Items from a labeling collection »
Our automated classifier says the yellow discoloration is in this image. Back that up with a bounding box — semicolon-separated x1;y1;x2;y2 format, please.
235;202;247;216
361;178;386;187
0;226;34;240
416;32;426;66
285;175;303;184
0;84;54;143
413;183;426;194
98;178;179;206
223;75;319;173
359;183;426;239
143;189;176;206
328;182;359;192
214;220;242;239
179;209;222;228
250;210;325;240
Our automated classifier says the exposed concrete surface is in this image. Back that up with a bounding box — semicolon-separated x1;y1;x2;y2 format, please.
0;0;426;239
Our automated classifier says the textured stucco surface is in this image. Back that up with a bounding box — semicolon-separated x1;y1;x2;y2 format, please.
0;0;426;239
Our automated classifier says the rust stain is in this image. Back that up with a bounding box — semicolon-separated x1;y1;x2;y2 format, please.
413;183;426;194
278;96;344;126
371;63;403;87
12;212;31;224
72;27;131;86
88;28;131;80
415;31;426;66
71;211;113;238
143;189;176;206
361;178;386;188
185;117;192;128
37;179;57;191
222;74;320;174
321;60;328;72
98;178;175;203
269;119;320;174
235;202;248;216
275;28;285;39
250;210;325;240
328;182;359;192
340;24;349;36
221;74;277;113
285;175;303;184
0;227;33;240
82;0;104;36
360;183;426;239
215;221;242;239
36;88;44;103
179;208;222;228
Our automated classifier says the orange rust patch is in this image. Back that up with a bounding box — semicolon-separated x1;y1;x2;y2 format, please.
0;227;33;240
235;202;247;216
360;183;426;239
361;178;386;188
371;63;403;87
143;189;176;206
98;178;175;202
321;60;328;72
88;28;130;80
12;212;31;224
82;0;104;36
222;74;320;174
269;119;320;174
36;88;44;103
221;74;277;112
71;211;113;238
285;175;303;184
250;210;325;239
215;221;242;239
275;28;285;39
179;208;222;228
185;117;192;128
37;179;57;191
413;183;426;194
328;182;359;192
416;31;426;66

Request » Can you reproduce all the lines above with "vision system" substituted for "automated classifier" and nothing else altered?

The solution »
Our vision system says the yellow discoloration is in this image. Back that up with a bounding box — semicolon-separated x1;y1;x2;y2 format, please.
235;202;247;216
361;178;386;187
0;226;34;240
416;32;426;66
285;175;303;184
0;84;54;143
413;183;426;194
98;178;179;206
223;75;319;173
359;183;426;239
143;189;176;206
328;182;359;192
214;220;242;239
179;209;222;228
250;210;325;240
Our vision system says the exposed concrete surface is in this image. Back that up with a bounding box — semicolon-separated x1;y1;x2;y2 format, please.
0;0;426;239
Our vision system says the textured stucco surface is in this image. Back that up with a bounding box — semicolon-separated x1;y1;x2;y2 format, please.
0;0;426;239
Our vision system says the rust stain is in this image. Back that up with a bounding box — semicolon-separated x1;y1;x2;y2 format, please.
413;183;426;194
278;96;344;126
371;63;403;87
12;212;31;224
72;27;131;86
88;28;131;80
415;31;426;66
71;211;113;238
143;189;176;206
361;178;386;188
185;117;192;128
37;179;57;191
222;74;320;174
321;60;328;72
98;178;175;203
269;119;320;174
235;202;248;216
275;28;285;39
250;210;325;240
328;182;359;192
340;24;349;36
221;74;277;113
285;175;303;184
0;227;33;240
82;0;104;36
360;183;426;239
215;221;242;239
36;88;44;103
179;208;222;228
Our vision system says the orange rust patch is in this image. Back that up with a bounding box — semicolon-separated x1;y1;x2;y2 format, please.
0;227;33;240
235;202;247;216
360;183;426;239
361;178;386;188
371;63;403;87
143;189;176;206
98;178;175;202
321;60;328;72
88;28;130;80
12;212;31;224
82;0;104;36
222;74;320;174
269;119;320;174
36;88;44;103
221;74;277;112
71;211;113;238
285;175;303;184
250;210;325;239
215;221;242;239
275;28;285;39
179;208;222;228
185;117;192;128
37;179;57;191
413;183;426;194
328;182;359;192
416;31;426;66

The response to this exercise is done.